Exercise text Start Marker

Hey, I’m not complaining — in fact, I remember whining last year how old and stodgy 75 sounded, and that 76 seemed so much less so — which it does, though the operative word is “seemed.” The fact that I have seriously entered into what, with a great deal of luck, just might be my “4th quarter” astounds me. I mean, aren’t we all literally serving “life sentences” whatever their individual duration may be? 

I just never imagined mine would be lasting this long — and, as I say, with any luck, maybe longer. It certainly beats the alternative, but what keeps turning up like a bad penny is the loneliness — in fact, it seems now that it may be along for the rest of the ride.

I’ve written about it more than once here. You certainly don’t have to be old to be lonely, but it helps. 

When I saw that loneliness had made the front page of the Sunday New York Times two weeks ago (“More in US Living Alone Later in Life”) I thought it deserved further attention. According to authors Dana Goldstein and Robert Gebeloff, “Nearly 26 million Americans 50 or older now live alone, up from 15 million in 2000. Older people have always been more likely than others to live by themselves, and now that age group — Baby Boomers and Gen Xers — makes up a bigger share of the population than at any time in the nation’s history … In interviews, many older adults said they feel positively about their lives. But while many people in their 50s and 60s thrive living solo, research is unequivocal that people aging alone experience worse physical and mental health outcomes and shorter life spans.”

And even with an active social and family life, people in this group are generally more lonely than those who live with others …”

Great.

I think I do “feel positively” about my life, but I can’t argue with that last point. As with any demographic, however, lonely people are not homogeneous — the kinds of connection one person longs for may be very different than that of his or her neighbor.  For instance, I miss the daily intimacies of humor and friendship I shared with my husband, but one of my sisters-in-law, now retired but still enjoying a long, successful marriage, yearns for the camaraderie and variety she found in her work life in a busy office. 

She had been searching for a part-time job that would help fill that particular void when COVID hit and put a stop to her efforts.

Exercise text End Marker

[Required actions]:
a) Copy the essay on aging alone from "I just never" up to and including "of the ride.", swapping "bad penny" for "stray cat".
b) Carry on the essay on aging alone from the point where its text stops.
You will not need the stored data listing for anything.

Provided records Start Marker

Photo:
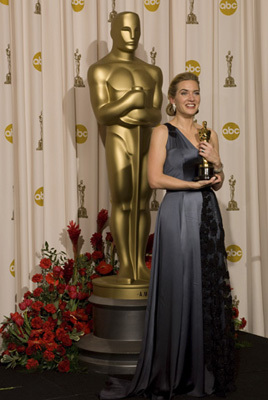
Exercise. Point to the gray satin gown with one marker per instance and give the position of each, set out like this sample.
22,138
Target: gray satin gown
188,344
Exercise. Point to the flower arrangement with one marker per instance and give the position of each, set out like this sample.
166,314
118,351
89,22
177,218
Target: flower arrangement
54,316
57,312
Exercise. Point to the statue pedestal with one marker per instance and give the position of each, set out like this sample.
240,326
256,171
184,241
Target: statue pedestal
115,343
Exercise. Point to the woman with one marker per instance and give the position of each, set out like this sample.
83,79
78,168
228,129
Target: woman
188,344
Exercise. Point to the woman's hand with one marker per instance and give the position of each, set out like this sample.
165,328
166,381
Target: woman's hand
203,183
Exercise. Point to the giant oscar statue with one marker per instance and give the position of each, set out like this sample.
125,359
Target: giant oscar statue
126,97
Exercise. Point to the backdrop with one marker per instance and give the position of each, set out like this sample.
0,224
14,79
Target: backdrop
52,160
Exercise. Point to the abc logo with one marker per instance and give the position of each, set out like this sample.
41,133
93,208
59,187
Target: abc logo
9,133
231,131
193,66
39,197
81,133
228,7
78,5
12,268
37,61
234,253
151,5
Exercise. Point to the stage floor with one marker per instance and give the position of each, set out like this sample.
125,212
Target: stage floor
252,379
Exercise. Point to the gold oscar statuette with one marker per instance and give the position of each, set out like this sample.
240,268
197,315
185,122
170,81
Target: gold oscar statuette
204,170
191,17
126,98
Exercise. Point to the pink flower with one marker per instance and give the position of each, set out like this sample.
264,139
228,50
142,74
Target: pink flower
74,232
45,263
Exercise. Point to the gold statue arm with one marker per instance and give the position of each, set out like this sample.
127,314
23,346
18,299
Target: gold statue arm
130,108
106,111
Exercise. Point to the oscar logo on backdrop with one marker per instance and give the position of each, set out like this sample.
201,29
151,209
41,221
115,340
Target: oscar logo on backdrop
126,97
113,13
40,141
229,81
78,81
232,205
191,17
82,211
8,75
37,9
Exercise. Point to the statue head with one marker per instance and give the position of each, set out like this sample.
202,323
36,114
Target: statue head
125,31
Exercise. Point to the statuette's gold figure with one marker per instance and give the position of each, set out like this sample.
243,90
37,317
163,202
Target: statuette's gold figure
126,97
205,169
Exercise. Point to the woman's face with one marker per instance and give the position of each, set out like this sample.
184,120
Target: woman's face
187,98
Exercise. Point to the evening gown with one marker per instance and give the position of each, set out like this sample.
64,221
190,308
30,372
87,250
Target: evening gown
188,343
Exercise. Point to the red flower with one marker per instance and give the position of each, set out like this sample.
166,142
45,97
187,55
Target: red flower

Provided records End Marker
Provided records Start Marker

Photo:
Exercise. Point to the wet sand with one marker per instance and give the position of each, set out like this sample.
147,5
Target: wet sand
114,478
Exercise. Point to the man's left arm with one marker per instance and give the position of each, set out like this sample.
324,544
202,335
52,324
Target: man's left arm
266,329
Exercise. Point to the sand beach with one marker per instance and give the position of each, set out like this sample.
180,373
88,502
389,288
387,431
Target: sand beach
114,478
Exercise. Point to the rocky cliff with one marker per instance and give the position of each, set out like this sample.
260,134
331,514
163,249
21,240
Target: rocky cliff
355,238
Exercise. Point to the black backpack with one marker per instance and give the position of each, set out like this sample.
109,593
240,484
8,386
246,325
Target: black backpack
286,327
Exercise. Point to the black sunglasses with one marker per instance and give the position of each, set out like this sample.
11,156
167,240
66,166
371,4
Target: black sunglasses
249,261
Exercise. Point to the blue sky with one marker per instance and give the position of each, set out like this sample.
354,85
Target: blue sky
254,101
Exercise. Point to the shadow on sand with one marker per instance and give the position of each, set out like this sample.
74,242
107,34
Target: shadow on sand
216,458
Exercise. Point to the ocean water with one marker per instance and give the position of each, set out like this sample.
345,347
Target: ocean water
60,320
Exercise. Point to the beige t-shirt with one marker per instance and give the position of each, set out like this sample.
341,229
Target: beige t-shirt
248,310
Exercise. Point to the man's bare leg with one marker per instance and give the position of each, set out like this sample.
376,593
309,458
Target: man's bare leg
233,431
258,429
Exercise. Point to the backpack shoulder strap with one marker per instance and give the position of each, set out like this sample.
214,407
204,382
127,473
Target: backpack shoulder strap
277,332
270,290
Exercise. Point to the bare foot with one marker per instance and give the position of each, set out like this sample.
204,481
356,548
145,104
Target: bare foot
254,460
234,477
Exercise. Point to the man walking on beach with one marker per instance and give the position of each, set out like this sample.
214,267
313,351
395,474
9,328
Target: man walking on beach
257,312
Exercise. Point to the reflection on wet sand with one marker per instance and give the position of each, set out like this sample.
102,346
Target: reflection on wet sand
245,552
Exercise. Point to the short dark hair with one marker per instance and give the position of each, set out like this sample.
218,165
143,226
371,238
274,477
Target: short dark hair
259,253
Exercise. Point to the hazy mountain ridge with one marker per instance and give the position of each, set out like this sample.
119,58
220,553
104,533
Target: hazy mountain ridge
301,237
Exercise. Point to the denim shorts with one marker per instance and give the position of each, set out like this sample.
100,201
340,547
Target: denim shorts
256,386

Provided records End Marker

[Responses in order]:
a)
I just never imagined mine would be lasting this long — and, as I say, with any luck, maybe longer. It certainly beats the alternative, but what keeps turning up like a stray cat is the loneliness — in fact, it seems now that it may be along for the rest of the ride.

b)
The COVID factor brought enforced loneliness to many of us across the board, but even pre-pandemic, the UK saw loneliness as “one of the greatest public health challenges of our time.”  In 2018, then-Prime Minister, Theresa May, instituted the first Ministry of Loneliness. Sounds like it should be down the street from the Fortress of Solitude, maybe, but it’s for real and, according to Carmela Graciela Diaz, in her article, “Government Ministries of Loneliness Bridge the Gaps of Social Distance,” “Now, countries around the world are recognizing the public health effects of loneliness, which England’s national strategy defines as what happens ‘when we have a mismatch between the quantity and quality of social relationships that we have, and those that we want.’”

Such mismatches, according to the U.S. National Academy of Sciences, are “associated with poor physical and mental health outcomes, including higher rates of mortality, depression and cognitive decline.”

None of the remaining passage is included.